WHAT IS REQUIRED:
Write out, word for word, every line from the one containing "Category: sailor" through the last line of the records below, both ends included.

RECORDS PROVIDED:

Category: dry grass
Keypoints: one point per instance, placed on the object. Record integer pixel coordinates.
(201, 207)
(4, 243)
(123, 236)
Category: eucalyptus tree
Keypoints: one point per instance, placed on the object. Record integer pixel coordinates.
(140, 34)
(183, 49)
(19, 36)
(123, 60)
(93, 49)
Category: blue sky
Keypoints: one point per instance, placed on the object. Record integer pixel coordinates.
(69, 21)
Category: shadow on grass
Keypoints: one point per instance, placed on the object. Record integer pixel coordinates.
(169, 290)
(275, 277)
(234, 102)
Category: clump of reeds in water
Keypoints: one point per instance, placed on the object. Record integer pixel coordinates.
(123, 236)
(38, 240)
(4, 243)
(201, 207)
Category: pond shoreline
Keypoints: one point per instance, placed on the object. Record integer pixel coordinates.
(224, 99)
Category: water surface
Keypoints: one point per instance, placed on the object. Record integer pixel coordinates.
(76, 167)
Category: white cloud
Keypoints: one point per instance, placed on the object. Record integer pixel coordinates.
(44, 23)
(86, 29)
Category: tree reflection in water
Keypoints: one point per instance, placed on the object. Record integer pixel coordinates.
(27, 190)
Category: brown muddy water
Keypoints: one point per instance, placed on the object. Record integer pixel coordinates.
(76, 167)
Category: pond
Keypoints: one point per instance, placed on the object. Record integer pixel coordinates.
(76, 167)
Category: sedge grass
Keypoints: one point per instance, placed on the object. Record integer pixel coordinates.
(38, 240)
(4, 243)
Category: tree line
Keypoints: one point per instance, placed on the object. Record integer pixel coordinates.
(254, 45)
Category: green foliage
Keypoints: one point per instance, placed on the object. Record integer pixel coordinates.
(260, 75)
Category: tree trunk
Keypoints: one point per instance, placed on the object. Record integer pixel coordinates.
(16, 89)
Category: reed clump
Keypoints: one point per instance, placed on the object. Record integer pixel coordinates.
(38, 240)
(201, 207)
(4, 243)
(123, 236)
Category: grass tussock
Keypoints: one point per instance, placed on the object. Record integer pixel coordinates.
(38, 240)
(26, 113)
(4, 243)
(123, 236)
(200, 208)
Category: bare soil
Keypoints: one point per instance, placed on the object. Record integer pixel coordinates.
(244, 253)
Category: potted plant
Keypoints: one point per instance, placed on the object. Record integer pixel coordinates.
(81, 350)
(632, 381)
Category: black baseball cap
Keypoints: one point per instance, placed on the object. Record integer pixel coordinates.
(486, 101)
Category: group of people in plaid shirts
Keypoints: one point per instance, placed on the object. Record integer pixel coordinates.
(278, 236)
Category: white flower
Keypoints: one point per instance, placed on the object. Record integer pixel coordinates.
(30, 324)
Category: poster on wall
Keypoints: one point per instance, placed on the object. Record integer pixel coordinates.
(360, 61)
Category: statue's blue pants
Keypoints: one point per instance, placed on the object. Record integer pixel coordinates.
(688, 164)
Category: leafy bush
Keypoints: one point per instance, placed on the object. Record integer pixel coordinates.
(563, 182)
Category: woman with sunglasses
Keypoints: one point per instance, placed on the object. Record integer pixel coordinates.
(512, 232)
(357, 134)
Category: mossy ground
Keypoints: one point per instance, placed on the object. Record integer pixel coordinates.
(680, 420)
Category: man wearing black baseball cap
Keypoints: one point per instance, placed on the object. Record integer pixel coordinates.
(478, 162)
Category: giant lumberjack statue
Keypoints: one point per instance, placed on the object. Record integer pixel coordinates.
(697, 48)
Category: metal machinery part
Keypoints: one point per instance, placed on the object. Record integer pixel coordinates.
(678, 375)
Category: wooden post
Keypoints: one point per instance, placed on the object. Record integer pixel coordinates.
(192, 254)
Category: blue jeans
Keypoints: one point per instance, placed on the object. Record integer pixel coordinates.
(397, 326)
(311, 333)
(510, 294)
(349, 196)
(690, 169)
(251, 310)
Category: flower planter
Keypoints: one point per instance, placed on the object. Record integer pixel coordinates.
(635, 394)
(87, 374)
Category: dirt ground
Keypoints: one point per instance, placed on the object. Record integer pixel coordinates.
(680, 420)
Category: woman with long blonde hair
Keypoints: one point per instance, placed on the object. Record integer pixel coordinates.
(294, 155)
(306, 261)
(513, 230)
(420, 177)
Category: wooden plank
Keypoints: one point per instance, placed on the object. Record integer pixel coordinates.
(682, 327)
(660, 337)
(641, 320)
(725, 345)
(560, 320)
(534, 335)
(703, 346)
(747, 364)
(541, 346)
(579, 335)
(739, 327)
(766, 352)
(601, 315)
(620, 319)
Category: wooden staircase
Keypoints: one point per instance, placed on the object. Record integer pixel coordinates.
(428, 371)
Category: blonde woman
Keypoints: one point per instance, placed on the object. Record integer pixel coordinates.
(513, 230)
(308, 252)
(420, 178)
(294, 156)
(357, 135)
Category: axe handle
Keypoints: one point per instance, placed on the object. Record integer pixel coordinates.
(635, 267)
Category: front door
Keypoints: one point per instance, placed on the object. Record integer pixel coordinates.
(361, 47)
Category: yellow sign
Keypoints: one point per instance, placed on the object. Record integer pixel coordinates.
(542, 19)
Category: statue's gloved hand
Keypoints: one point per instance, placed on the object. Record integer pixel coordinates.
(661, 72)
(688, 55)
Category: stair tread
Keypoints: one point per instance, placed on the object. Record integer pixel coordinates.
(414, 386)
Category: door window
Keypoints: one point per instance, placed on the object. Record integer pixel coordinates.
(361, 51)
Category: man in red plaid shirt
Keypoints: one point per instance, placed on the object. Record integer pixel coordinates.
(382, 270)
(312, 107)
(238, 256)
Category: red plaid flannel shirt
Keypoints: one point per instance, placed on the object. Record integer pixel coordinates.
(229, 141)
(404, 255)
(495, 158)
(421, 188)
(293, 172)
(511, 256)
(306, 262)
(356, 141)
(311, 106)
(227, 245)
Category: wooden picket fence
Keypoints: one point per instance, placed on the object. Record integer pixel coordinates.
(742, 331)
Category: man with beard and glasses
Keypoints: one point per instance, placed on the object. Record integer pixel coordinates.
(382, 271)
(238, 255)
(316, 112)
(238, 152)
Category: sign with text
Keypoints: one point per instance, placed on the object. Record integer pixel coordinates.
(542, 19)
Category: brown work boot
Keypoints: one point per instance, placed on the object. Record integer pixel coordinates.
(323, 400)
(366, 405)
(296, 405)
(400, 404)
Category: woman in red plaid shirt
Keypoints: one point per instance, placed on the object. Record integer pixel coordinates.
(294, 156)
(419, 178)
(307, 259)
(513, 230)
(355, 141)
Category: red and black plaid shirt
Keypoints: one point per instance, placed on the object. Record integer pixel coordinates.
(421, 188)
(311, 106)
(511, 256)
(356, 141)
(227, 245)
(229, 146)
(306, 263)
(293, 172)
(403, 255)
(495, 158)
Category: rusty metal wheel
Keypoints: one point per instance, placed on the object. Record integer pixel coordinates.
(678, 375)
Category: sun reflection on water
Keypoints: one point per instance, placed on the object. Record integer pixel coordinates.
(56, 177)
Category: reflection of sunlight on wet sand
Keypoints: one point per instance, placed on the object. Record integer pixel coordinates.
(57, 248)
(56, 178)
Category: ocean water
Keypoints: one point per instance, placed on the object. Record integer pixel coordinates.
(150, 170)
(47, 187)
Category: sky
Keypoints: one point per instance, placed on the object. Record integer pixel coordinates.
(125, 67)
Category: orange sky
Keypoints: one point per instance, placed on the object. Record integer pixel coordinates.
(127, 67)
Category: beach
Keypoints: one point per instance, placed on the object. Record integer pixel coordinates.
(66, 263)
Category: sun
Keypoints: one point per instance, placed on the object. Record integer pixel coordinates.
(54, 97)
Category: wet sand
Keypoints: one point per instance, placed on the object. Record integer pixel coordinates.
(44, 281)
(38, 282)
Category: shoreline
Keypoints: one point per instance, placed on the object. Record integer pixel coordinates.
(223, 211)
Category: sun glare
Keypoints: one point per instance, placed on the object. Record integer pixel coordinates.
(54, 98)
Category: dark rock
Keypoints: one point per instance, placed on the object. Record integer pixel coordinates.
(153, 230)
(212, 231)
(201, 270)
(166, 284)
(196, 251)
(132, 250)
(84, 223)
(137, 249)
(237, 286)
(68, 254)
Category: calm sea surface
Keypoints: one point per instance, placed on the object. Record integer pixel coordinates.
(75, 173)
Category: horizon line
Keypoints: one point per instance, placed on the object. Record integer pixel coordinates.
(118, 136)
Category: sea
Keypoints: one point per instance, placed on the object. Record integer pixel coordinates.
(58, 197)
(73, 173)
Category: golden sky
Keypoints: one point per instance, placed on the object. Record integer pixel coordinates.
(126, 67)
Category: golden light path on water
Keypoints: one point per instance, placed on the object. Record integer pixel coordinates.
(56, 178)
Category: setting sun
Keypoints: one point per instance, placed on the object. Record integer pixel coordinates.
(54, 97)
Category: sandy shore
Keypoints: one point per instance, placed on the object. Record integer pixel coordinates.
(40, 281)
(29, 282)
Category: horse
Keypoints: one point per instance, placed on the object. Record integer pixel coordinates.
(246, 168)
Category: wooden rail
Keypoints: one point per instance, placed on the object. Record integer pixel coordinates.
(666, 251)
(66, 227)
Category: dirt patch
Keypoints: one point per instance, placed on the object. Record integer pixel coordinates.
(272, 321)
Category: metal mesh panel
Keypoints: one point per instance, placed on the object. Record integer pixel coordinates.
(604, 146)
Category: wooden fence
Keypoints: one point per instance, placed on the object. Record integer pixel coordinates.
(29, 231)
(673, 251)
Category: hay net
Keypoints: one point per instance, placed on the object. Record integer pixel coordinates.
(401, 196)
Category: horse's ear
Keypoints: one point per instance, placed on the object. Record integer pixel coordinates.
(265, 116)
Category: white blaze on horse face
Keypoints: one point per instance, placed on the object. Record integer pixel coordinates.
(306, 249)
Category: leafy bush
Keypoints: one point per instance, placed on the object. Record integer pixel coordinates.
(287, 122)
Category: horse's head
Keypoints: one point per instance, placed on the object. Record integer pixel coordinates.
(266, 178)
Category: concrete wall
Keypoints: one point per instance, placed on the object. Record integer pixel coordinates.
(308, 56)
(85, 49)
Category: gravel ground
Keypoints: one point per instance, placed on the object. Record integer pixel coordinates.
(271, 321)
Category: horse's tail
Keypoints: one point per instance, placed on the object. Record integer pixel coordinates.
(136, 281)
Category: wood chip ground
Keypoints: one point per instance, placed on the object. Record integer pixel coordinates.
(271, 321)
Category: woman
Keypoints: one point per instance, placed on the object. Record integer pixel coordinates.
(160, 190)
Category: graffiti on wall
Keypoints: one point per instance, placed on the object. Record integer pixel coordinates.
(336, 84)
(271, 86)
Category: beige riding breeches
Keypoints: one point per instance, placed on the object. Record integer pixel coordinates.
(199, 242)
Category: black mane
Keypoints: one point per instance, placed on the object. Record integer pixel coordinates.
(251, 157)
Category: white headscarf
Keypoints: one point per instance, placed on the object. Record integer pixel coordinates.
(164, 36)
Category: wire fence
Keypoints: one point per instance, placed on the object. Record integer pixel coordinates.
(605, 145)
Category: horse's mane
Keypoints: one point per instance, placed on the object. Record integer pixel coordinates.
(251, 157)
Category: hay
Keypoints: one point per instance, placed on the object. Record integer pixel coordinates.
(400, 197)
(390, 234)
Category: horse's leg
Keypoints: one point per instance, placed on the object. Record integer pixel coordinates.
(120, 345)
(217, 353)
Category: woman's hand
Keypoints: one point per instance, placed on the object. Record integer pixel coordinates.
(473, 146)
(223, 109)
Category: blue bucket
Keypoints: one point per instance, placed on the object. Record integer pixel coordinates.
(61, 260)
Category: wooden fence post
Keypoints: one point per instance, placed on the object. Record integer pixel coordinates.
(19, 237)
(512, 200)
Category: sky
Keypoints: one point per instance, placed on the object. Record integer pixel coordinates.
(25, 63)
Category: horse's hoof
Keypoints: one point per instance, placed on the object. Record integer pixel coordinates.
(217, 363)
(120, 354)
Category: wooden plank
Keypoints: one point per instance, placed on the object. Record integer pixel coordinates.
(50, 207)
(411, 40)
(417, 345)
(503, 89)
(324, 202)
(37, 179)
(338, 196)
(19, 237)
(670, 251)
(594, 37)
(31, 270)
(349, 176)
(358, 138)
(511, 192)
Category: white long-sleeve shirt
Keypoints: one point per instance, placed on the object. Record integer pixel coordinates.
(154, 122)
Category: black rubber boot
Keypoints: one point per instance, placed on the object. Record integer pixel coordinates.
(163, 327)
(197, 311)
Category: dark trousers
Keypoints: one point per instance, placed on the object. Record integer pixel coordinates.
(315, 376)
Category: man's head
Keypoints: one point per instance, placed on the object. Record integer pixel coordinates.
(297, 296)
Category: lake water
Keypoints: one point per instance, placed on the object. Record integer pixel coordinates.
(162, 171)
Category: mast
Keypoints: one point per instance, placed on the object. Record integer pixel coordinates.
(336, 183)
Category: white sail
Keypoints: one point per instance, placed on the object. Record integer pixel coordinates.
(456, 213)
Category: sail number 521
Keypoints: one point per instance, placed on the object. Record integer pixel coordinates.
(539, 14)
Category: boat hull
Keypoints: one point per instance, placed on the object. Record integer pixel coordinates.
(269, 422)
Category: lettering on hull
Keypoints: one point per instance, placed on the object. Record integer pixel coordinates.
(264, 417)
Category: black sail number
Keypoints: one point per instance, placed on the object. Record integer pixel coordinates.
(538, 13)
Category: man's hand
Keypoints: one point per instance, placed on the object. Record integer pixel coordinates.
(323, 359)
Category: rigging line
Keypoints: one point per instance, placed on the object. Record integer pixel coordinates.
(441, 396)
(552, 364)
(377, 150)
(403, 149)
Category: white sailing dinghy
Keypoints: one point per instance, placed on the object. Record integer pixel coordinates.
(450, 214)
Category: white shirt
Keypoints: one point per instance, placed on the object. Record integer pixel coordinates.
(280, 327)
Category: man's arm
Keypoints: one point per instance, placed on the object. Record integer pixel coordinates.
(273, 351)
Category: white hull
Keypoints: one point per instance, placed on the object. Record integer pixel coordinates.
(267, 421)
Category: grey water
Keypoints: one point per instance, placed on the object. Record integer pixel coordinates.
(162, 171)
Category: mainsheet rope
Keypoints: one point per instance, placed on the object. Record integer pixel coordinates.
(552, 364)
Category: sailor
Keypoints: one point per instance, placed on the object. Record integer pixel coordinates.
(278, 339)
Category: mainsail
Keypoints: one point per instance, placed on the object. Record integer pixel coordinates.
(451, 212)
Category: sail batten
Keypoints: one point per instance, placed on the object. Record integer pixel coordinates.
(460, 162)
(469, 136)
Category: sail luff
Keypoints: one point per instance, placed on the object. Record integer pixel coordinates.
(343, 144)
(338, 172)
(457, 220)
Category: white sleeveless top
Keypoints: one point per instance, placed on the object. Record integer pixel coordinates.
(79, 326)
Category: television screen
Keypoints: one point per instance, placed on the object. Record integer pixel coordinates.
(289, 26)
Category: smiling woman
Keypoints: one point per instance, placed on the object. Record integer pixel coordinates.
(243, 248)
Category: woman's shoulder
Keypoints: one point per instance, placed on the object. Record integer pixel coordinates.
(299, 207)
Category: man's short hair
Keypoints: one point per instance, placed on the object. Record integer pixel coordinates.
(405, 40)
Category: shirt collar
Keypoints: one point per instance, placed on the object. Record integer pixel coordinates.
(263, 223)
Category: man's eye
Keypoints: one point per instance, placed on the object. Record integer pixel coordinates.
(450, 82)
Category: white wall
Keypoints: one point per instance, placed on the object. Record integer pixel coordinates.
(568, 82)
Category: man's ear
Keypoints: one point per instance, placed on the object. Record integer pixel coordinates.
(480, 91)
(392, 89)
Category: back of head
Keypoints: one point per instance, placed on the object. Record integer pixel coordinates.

TASK RESULT:
Category: sailor
Keypoints: one point per instance, placed on the object. Record integer pixel coordinates.
(278, 339)
Category: mainsail
Keypoints: one point per instance, placed on the object. Record integer pixel coordinates.
(451, 212)
Category: sail batten
Keypoints: one point per instance, placed on the object. Record integer pixel coordinates.
(460, 162)
(469, 136)
Category: sail luff
Keypoints: one point per instance, placed on the object. Record integer pixel coordinates.
(343, 144)
(338, 172)
(457, 220)
Category: white sleeveless top
Keypoints: one point per instance, placed on the object. Record integer pixel coordinates.
(79, 326)
Category: television screen
Keypoints: one point per instance, placed on the object. Record integer pixel coordinates.
(289, 26)
Category: smiling woman
Keypoints: one point per instance, placed on the object. Record integer pixel coordinates.
(243, 248)
Category: woman's shoulder
Keypoints: one point per instance, placed on the object. Record integer pixel coordinates.
(299, 207)
Category: man's short hair
Keypoints: one point per instance, placed on the object. Record integer pixel coordinates.
(405, 40)
Category: shirt collar
Keypoints: one point per instance, placed on the object. Record integer pixel coordinates.
(263, 223)
Category: man's eye
Keypoints: one point per instance, placed on the object. Record integer pixel coordinates.
(450, 82)
Category: white wall
Keypoints: one point per instance, placed on the object. Record integer pixel coordinates.
(568, 82)
Category: man's ear
Keypoints: one point per instance, placed on the object. Record integer pixel coordinates.
(480, 91)
(392, 89)
Category: back of head
Keypoints: one point per instance, placed on the object. Record integer pixel coordinates.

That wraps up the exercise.